(ABOUT THIS EXERCISE): Transcribe every record below word for word.

(Dataset entries)
——
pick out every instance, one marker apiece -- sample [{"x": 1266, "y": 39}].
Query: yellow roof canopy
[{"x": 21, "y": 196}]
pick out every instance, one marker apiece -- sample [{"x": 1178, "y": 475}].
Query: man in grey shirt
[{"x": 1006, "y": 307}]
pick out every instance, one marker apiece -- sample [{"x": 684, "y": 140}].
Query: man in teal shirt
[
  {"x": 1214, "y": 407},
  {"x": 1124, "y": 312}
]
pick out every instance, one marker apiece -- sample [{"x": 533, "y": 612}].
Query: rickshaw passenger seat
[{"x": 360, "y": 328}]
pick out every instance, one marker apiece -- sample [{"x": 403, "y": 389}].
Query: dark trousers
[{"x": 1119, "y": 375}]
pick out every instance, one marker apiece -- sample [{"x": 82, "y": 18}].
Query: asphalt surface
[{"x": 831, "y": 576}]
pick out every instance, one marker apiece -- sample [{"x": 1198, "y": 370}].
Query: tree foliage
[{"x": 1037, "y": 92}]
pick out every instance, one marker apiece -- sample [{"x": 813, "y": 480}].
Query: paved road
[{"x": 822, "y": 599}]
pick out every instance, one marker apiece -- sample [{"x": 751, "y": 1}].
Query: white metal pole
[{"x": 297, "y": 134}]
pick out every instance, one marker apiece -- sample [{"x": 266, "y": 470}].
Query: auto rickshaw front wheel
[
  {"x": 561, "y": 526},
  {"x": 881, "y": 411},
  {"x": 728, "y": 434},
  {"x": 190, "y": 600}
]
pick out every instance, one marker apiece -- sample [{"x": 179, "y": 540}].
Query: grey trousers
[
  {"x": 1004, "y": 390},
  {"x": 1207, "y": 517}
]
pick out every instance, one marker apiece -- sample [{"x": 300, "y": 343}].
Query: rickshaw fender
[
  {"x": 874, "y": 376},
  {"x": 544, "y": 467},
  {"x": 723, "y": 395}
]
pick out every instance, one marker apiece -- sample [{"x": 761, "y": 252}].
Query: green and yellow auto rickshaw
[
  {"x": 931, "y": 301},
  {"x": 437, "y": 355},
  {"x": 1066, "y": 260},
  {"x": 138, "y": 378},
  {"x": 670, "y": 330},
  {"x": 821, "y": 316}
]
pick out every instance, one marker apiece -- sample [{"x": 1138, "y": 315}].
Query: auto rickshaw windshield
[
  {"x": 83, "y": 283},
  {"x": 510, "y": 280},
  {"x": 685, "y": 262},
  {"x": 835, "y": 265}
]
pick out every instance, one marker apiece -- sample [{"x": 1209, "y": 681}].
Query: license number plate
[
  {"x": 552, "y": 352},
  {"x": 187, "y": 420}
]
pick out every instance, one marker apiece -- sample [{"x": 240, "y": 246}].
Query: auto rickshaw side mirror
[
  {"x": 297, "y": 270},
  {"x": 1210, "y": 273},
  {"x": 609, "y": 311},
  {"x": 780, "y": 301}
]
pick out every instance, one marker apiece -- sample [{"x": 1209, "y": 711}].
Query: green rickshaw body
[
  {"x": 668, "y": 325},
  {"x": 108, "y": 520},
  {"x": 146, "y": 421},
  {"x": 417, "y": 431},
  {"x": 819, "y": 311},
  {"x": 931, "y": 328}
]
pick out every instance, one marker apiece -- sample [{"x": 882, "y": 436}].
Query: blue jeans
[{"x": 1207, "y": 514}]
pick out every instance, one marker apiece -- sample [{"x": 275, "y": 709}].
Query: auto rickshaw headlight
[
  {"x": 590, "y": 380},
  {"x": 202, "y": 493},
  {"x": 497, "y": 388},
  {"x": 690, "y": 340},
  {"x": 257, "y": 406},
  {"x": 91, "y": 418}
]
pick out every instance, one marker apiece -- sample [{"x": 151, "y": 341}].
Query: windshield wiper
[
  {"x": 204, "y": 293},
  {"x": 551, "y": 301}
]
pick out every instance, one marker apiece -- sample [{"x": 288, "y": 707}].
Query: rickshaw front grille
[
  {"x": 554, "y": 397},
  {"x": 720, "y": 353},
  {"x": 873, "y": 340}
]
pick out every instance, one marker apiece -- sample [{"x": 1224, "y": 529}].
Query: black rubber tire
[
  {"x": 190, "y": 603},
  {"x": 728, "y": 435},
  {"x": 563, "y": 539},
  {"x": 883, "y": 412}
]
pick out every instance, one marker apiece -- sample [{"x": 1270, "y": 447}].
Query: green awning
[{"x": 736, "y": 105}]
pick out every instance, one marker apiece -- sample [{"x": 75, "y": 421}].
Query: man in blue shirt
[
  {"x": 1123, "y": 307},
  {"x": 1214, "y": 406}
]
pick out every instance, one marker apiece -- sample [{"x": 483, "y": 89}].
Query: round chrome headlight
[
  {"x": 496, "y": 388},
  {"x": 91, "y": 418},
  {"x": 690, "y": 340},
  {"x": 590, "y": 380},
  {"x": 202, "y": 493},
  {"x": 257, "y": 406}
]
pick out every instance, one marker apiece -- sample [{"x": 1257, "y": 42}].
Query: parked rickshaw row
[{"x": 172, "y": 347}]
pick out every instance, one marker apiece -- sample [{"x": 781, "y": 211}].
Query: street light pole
——
(SOLUTION):
pick out every instance, one marker apiece -- sample [{"x": 1266, "y": 39}].
Query: yellow roof canopy
[{"x": 21, "y": 196}]
pick out every instance, one marker apiece -- sample [{"x": 1178, "y": 475}].
Query: man in grey shirt
[{"x": 1006, "y": 307}]
pick out every instance, one marker apiece -- sample [{"x": 684, "y": 140}].
Query: man in teal shirt
[
  {"x": 1214, "y": 407},
  {"x": 1124, "y": 312}
]
pick out every instance, one marker apiece -- sample [{"x": 533, "y": 612}].
Query: rickshaw passenger seat
[{"x": 360, "y": 328}]
pick out every instance, one marker apiece -- sample [{"x": 403, "y": 389}].
Query: dark trousers
[{"x": 1119, "y": 375}]
pick out every instance, one marker apiece -- sample [{"x": 82, "y": 18}].
Query: asphalt surface
[{"x": 831, "y": 576}]
pick out every instance, one marker apiece -- sample [{"x": 1198, "y": 370}].
Query: tree foliage
[{"x": 1037, "y": 92}]
pick out every instance, one marker apiece -- sample [{"x": 813, "y": 480}].
Query: paved road
[{"x": 822, "y": 599}]
pick out every instance, one marker apiece -- sample [{"x": 751, "y": 1}].
Query: white metal pole
[{"x": 297, "y": 134}]
pick out every instance, one marker apiece -- sample [{"x": 266, "y": 470}].
Query: auto rickshaw front wheel
[
  {"x": 561, "y": 526},
  {"x": 881, "y": 411},
  {"x": 728, "y": 434},
  {"x": 190, "y": 600}
]
pick out every instance, one marker apiece -- sample [{"x": 179, "y": 540}].
Query: grey trousers
[
  {"x": 1004, "y": 390},
  {"x": 1207, "y": 517}
]
pick out every instance, one marker apiece -- sample [{"x": 300, "y": 343}].
Query: rickshaw fender
[
  {"x": 874, "y": 376},
  {"x": 544, "y": 467},
  {"x": 723, "y": 395}
]
pick out every instance, one marker apiece -- sample [{"x": 761, "y": 252}].
Query: green and yellow auto rickshaw
[
  {"x": 931, "y": 301},
  {"x": 437, "y": 355},
  {"x": 1066, "y": 260},
  {"x": 138, "y": 378},
  {"x": 670, "y": 330},
  {"x": 821, "y": 316}
]
pick out every instance, one marker apiece -- sample [{"x": 1138, "y": 315}].
Query: auto rickshaw windshield
[
  {"x": 83, "y": 283},
  {"x": 510, "y": 280},
  {"x": 685, "y": 262},
  {"x": 835, "y": 265}
]
pick out every instance, one marker apiece -- sample [{"x": 1209, "y": 681}].
Query: license number plate
[
  {"x": 552, "y": 352},
  {"x": 187, "y": 420}
]
pick out every instance, one marker apiece -- sample [{"x": 240, "y": 246}].
Query: auto rickshaw side mirror
[
  {"x": 297, "y": 270},
  {"x": 1210, "y": 273},
  {"x": 609, "y": 311},
  {"x": 780, "y": 301}
]
pick out every instance, one marker apiece -- sample [{"x": 1209, "y": 711}].
Query: green rickshaw body
[
  {"x": 668, "y": 325},
  {"x": 108, "y": 520},
  {"x": 146, "y": 421},
  {"x": 417, "y": 431},
  {"x": 819, "y": 311},
  {"x": 931, "y": 328}
]
pick out every instance, one marker apiece -- sample [{"x": 882, "y": 436}].
Query: blue jeans
[{"x": 1207, "y": 514}]
pick out every instance, one marker apiece -- sample [{"x": 275, "y": 709}].
Query: auto rickshaw headlight
[
  {"x": 590, "y": 380},
  {"x": 202, "y": 493},
  {"x": 497, "y": 388},
  {"x": 690, "y": 340},
  {"x": 257, "y": 406},
  {"x": 91, "y": 418}
]
pick out every instance, one marker apiece -- sample [{"x": 151, "y": 341}].
Query: windshield wiper
[
  {"x": 204, "y": 293},
  {"x": 551, "y": 301}
]
pick out every instance, one marker apiece -- sample [{"x": 288, "y": 707}].
Query: rickshaw front grille
[
  {"x": 554, "y": 397},
  {"x": 720, "y": 353},
  {"x": 873, "y": 340}
]
pick out every instance, one marker apiece -- sample [{"x": 1224, "y": 529}].
Query: black rubber tire
[
  {"x": 190, "y": 603},
  {"x": 728, "y": 435},
  {"x": 563, "y": 539},
  {"x": 883, "y": 412}
]
pick out every instance, one marker apiece -- sample [{"x": 1270, "y": 447}].
Query: green awning
[{"x": 736, "y": 105}]
pick out every instance, one marker apiece -- sample [{"x": 75, "y": 421}].
Query: man in blue shirt
[
  {"x": 1123, "y": 307},
  {"x": 1214, "y": 406}
]
pick out every instance, one marker apiece -- sample [{"x": 483, "y": 89}].
Query: round chrome headlight
[
  {"x": 496, "y": 388},
  {"x": 91, "y": 418},
  {"x": 690, "y": 340},
  {"x": 590, "y": 380},
  {"x": 202, "y": 493},
  {"x": 257, "y": 406}
]
pick out every instance, one marker apiece -- sample [{"x": 1257, "y": 42}].
Query: parked rickshaw row
[{"x": 172, "y": 347}]
pick out every instance, one marker apiece -- sample [{"x": 781, "y": 211}].
Query: street light pole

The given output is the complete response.